(Document section)
     I think I have a fairly realistic view of academics and for Braden to thrive in the university environment would take a love of learning and studying and knowing stuff and excelling that he just doesn't possess at this time and with time running out (he's a sophomore), I've made clear time and again that he's got to start now if he's serious about college. But he never has shown such change.
     So it was a blessed relief when I recently asked him and he said, “Maybe the military.” Our family has a history with the military: though my parents and grandparents were excused for medical reasons, uncles and granduncles have served honorably and a few are already interred at Punchbowl National Cemetery. I've told him about the G.I. bill-type benefits that would pay for his college if he served for an agreed number of years.
     But I mentioned his medical condition (a mild genetic disorder) that might (though not very likely) prevent him from passing the physical. What's your backup option, then? I asked.
     He said maybe a trade school such as construction or electrical.
(End Document section)
(Record extracts)
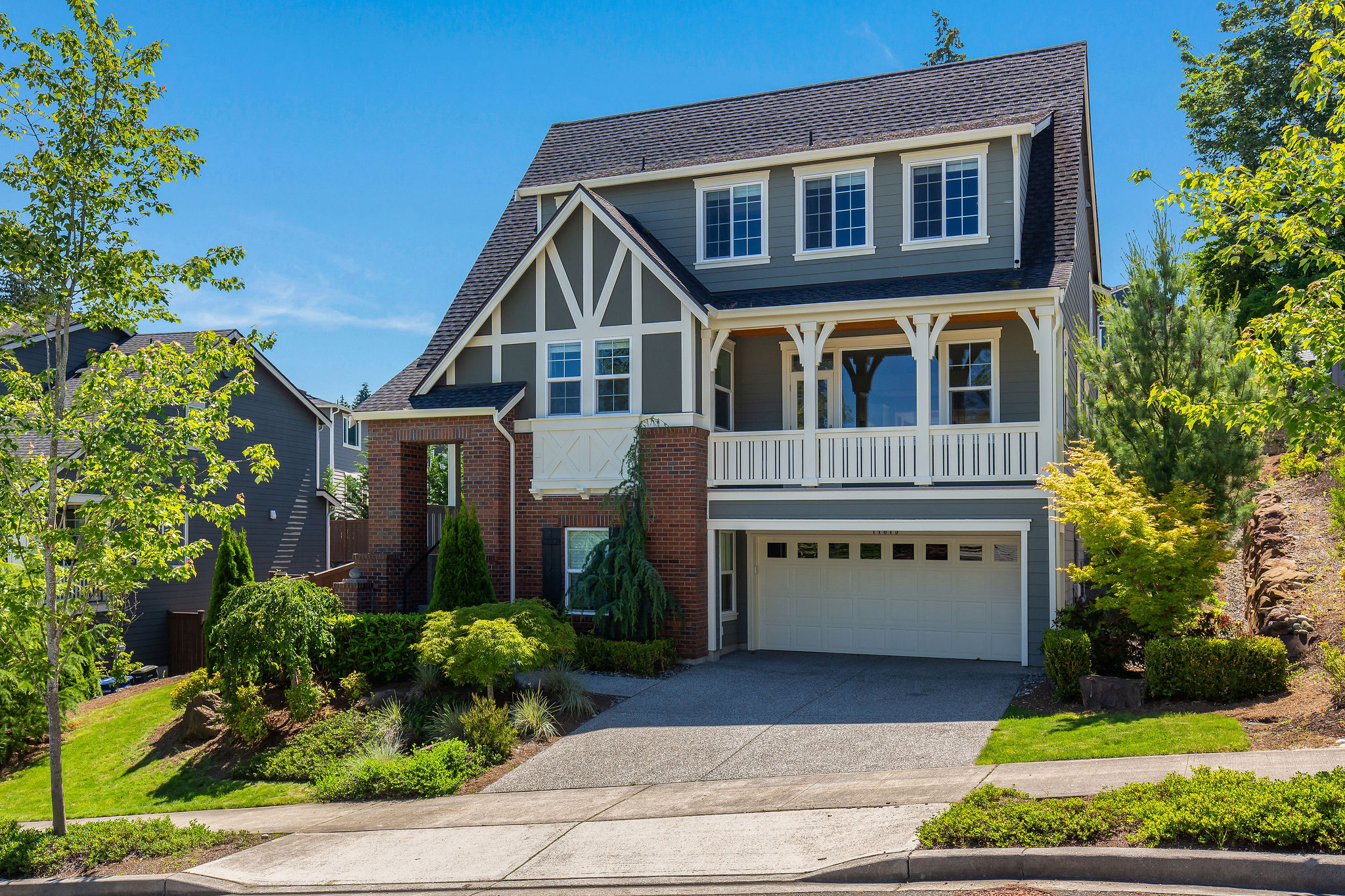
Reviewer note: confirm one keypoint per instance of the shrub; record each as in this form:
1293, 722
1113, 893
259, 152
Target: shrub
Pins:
(End Record extracts)
▶ **Exercise prompt**
In the passage about Braden's future, list every kind of relative named in the account of the family's history with the military.

▶ **Response below**
parents, grandparents, uncles, granduncles